• _Written request A_:
From the forum thread on the credit union commission, extract everything from "Interestingly the commission" down to "to another department.", word for word.

# Credit union commission rubber stamps central bank strategy



## kaplan (18 Oct 2011)

The recommendations of the commission on credit unions are bang in line with the powers the central bank is being granted in any event to sort out non-viable and viable credit unions. The commission is simply agreeing with what is already happening.

According to its authors there are 27 unions severely undercapitalised and another thirty or so undercapitalised. The media missed the important rider to this data – these numbers will grow by year end as credit unions factor in loan and investment losses and another year of declining return on assets. 

The report does not provide any info on the banks credit union PCAR test or findings of the Grant Thornton review save to say that without intervention the risk profile will worsen by 2013. The Minister for Finance €1bn rescue fund is no doubt required to provide the funds needed by the bank to stabilise less damaged operations and fund post-merger balance sheets. Credit unions will be required to fund stabilisation by contributing 1% of assets which amounts to c€140m - there's no mention of ILCU's existing €120m stabilisation fund which has already committed over €50m to about twenty viable and non-viable credit unions. The report mentions that 17 credit unions have not yet published accounts for 2010.  

With extensive new powers, the bank can take over the management of credit unions , close them down and transfer their business to others. Swinging change will also see boards and managers required to be fit and proper and comply with stricter regulations. Compliance will be enforced and non-compliance dealt with under the banks sanctioning mechanism.

Interestingly the commission may have has brought to an end a decade of protracted fruitless advocacy of the trade body ILCU which argued for retaining control of its resolution and stabilisation system. So obdurate was its advocacy that last year it demanded that regulation be separated from the central bank and switched from Finance to another department.

Having participated in a commission that has rubber stamped the central banks regulatory strategy will ILCU change its spots? How can it stand by its statements on national media earlier this month that no credit union was in financial difficulty after the publication of the report?


----------



## CU Manager (18 Oct 2011)

*The ILCU initial response(ILCU President Jimmy Johnstone to al ILCU CU's):*​


*Initial Response to the Interim Report of the Commission on Credit Unions*


_“While the challenges faced by the credit union sector are significant, they are not insurmountable”._​


Commission on Credit Unions


Interim Report - October 2011​

I want to thank the members of the Commission and commend them for completing the first stage of their work within a very short timeframe. A tremendous amount of time and personal effort has gone into its production and I want to thank the Commission members for their contribution and commitment to the Credit Union Movement. I would also like to thank the Minister for Finance for the timely publication of this report.

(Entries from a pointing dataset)

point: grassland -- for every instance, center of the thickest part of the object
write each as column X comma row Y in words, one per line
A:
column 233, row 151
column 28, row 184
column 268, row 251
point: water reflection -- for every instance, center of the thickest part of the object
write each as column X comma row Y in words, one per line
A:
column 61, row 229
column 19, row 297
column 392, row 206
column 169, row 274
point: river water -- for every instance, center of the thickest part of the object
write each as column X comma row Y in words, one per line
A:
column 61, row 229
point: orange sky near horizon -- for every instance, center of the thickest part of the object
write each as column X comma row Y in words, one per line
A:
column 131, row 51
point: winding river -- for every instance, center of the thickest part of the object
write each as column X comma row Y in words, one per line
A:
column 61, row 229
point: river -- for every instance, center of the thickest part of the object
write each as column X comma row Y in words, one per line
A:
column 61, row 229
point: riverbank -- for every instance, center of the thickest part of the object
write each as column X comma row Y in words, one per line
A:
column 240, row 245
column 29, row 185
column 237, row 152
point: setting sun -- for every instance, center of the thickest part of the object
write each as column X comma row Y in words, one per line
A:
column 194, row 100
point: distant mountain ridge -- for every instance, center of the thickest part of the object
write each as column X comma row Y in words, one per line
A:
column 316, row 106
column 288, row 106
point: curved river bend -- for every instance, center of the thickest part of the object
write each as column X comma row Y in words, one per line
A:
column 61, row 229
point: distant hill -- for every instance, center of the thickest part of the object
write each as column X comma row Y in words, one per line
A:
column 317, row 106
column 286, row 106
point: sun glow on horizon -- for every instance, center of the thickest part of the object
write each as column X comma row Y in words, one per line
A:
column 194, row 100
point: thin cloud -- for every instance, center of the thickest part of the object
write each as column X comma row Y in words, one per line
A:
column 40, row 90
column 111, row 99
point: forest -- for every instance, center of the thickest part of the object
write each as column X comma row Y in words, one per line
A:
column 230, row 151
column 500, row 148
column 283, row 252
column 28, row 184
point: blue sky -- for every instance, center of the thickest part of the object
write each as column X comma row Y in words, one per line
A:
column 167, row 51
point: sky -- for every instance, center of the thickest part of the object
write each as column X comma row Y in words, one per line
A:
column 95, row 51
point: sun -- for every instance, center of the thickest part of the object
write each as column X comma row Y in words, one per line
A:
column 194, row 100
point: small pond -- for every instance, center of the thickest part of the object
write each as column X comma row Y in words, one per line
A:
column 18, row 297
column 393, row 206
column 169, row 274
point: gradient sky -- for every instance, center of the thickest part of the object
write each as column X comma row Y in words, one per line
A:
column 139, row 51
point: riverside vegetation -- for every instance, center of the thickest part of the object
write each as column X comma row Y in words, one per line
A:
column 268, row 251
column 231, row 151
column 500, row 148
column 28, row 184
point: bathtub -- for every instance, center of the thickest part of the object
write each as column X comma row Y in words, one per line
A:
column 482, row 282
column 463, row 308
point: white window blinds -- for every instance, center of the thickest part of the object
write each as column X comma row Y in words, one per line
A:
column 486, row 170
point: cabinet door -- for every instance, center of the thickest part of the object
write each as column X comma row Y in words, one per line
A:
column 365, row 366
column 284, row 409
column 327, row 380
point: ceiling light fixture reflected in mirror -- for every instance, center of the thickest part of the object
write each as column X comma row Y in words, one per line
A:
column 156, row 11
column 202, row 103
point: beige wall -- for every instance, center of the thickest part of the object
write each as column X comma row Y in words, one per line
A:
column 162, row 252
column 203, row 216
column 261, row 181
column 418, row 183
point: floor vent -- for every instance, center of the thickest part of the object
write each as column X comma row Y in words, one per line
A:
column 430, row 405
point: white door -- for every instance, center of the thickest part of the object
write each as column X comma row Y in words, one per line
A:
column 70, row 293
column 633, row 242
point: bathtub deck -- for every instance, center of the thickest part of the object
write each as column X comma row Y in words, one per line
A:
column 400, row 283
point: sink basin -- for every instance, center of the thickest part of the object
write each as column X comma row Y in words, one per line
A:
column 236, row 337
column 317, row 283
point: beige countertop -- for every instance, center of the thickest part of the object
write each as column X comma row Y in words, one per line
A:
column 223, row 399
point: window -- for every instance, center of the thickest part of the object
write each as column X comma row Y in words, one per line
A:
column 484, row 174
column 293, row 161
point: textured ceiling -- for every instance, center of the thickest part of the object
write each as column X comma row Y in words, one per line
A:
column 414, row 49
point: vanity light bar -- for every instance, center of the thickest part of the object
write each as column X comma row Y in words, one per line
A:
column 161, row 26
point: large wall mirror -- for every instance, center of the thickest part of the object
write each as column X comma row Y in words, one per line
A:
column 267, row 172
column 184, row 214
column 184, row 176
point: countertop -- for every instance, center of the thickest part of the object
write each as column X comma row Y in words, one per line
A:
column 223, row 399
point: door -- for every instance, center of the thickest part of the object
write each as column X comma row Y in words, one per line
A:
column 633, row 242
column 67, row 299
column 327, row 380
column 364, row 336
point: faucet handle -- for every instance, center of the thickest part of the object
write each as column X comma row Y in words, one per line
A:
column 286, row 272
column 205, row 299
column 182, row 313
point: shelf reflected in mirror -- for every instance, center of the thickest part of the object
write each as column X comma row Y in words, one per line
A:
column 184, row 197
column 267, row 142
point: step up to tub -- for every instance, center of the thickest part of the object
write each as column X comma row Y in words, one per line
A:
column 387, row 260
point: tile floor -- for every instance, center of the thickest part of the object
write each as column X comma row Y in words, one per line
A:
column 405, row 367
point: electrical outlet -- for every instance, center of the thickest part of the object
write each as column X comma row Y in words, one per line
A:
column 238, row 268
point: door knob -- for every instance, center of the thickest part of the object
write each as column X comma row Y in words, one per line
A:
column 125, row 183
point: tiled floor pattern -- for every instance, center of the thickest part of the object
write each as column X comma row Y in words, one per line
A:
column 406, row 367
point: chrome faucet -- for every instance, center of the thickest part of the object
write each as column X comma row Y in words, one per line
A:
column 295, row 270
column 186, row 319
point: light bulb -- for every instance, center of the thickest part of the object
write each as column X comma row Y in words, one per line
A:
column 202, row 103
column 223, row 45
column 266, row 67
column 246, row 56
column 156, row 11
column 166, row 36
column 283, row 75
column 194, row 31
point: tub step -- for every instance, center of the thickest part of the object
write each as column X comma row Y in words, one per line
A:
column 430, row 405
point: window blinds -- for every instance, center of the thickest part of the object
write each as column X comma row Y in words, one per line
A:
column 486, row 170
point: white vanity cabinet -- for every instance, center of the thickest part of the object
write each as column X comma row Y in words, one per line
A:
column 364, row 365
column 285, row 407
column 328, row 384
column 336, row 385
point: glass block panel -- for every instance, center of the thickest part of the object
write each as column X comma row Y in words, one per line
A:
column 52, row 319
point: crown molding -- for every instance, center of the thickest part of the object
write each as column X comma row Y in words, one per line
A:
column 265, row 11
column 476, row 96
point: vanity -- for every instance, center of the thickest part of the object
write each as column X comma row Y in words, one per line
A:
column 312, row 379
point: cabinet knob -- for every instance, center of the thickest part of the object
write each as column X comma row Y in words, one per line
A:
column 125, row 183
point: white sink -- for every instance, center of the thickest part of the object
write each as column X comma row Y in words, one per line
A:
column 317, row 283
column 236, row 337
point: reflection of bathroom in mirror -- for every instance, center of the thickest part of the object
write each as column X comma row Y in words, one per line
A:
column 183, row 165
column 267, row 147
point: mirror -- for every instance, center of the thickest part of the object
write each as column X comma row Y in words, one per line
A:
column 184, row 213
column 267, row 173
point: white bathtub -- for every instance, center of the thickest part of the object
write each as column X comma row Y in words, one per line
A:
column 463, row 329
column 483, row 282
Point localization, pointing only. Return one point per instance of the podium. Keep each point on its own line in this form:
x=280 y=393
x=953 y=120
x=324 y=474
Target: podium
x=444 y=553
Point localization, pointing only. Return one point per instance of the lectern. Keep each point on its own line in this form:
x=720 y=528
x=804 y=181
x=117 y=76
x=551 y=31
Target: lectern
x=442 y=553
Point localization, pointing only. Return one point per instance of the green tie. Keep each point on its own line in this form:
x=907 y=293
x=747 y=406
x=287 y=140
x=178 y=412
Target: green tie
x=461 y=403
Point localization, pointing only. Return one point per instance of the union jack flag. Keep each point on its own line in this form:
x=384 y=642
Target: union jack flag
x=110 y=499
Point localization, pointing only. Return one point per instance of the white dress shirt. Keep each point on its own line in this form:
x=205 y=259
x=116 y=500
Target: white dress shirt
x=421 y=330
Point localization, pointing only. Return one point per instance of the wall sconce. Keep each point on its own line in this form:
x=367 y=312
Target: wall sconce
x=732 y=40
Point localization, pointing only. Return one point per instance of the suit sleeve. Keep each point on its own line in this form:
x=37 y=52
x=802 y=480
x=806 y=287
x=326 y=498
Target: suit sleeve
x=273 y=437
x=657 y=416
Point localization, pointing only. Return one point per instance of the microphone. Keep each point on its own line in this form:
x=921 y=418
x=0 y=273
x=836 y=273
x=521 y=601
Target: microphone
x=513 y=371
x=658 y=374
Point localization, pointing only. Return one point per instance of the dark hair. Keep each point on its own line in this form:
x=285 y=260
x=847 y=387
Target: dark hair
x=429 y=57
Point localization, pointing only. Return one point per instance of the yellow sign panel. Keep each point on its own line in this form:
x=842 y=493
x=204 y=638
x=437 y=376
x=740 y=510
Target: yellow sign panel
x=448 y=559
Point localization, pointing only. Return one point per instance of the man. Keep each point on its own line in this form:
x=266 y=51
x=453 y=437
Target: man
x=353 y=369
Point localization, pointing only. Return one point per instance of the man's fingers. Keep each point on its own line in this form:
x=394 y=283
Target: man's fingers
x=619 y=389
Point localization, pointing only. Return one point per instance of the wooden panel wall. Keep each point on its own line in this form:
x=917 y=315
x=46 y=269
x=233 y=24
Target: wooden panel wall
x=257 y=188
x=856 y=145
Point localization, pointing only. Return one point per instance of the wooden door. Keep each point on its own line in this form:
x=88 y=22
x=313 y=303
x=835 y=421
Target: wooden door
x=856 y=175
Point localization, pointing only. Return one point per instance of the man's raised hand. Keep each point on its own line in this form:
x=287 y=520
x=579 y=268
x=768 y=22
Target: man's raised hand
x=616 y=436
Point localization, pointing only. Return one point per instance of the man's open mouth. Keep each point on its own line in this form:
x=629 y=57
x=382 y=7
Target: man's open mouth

• _Written request B_:
Rewrite the part of the listing that runs from the line containing "point: white bathtub" down to the line containing "x=421 y=330", both lines included. Replace "lectern" with "speaker's stand", change nothing else, and return only those lines.

• _Exercise solution A_:
Interestingly the commission may have has brought to an end a decade of protracted fruitless advocacy of the trade body ILCU which argued for retaining control of its resolution and stabilisation system. So obdurate was its advocacy that last year it demanded that regulation be separated from the central bank and switched from Finance to another department.

• _Exercise solution B_:
point: white bathtub -- for every instance, center of the thickest part of the object
write each as column X comma row Y in words, one per line
A:
column 463, row 329
column 483, row 282
Point localization, pointing only. Return one point per instance of the podium. Keep each point on its own line in this form:
x=280 y=393
x=953 y=120
x=324 y=474
Target: podium
x=444 y=553
Point localization, pointing only. Return one point per instance of the speaker's stand. Keep each point on its own line in this form:
x=720 y=528
x=804 y=181
x=117 y=76
x=551 y=31
Target: speaker's stand
x=442 y=553
Point localization, pointing only. Return one point per instance of the green tie. Keep each point on its own line in this form:
x=907 y=293
x=747 y=406
x=287 y=140
x=178 y=412
Target: green tie
x=461 y=403
Point localization, pointing only. Return one point per instance of the union jack flag. Keep each point on its own line in this form:
x=384 y=642
Target: union jack flag
x=110 y=499
Point localization, pointing only. Return one point per instance of the white dress shirt. Keep each point on its own line in this form:
x=205 y=259
x=116 y=500
Target: white dress shirt
x=421 y=330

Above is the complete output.